* **The task**
Rewrite the data below with every "ski pants" changed to "snow pants" and everything else left the same.

* **Records supplied**
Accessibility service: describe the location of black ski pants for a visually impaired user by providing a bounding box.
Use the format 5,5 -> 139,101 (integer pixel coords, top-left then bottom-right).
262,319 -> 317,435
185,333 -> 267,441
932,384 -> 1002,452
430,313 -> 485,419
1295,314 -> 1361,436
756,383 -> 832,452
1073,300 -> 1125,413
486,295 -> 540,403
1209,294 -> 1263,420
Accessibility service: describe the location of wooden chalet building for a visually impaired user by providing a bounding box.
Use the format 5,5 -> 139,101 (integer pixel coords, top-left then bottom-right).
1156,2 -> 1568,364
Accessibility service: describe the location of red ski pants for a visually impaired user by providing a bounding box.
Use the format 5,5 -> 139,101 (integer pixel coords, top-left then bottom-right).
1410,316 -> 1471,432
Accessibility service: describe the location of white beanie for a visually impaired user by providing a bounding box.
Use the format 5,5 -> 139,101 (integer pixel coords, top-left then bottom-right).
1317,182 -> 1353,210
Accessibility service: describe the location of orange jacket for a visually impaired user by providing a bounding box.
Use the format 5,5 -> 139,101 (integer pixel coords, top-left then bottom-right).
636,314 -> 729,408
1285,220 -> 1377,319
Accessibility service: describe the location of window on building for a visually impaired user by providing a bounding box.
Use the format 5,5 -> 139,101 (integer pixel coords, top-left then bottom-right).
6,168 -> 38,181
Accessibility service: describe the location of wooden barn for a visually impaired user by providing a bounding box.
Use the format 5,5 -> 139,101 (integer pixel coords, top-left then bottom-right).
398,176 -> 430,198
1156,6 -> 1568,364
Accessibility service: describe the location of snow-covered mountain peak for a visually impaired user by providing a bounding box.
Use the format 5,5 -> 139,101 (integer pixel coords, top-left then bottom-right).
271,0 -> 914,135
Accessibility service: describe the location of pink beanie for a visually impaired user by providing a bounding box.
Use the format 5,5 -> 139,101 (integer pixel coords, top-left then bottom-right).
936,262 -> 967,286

* **The reply**
Accessibility service: describe the location of black snow pants for a visually impaired user by providing a bounding box.
Use the format 5,5 -> 139,101 (integer pixel coords, top-left then bottom-right).
262,319 -> 317,435
185,333 -> 267,441
932,384 -> 1002,452
430,313 -> 485,419
1295,314 -> 1361,436
756,383 -> 832,452
1073,300 -> 1125,413
486,295 -> 540,403
1209,294 -> 1263,420
Accessibility service: describe the location of wooden chalet building for a visually impaired user by providing a bounding box.
Use the format 5,5 -> 139,101 (integer pixel coords, top-left then bottom-right).
1156,2 -> 1568,364
Accessibility service: describe the location of red snow pants for a visually impaired user by providing a bounding box.
Use the format 5,5 -> 139,101 (integer pixel coords, top-left then bottom-right).
1410,316 -> 1471,432
Accessibility service: describe the location of white beanie for a visually impaired user by providing a bounding box.
Use the format 5,5 -> 139,101 (integer pixel coords, top-left then bottom-right).
1317,182 -> 1353,210
Accessibility service: describe the location of orange jacket for a visually impaired user by providing a bounding box.
Use the format 5,5 -> 139,101 (integer pixel coords, top-left then bottom-right).
636,314 -> 729,408
1285,220 -> 1377,319
Accessibility service: describe the location of window on building for a visually impaired user by providing a bounding box.
Use the format 5,5 -> 139,101 (integer pixel coords, top-left then bottom-right).
6,168 -> 38,181
Accessibility service: describe the location of wooden barn for a visually impaired user by providing a bounding box.
Use the format 5,5 -> 139,101 (integer pixel coords, top-left then bottom-right).
398,176 -> 430,198
1156,6 -> 1568,364
Accessibility service: describe the location of snow-covered mountain peak for a visually impaired user by providing a bounding box.
Use the format 5,5 -> 139,101 (integer pixel coords, top-left then bottom-right).
271,0 -> 914,135
Accessibility service: describe the location of pink beanie for a visually impaired user by providing a bounding box.
Use the format 5,5 -> 139,101 (integer pixel coords, top-left then bottom-right).
936,262 -> 967,286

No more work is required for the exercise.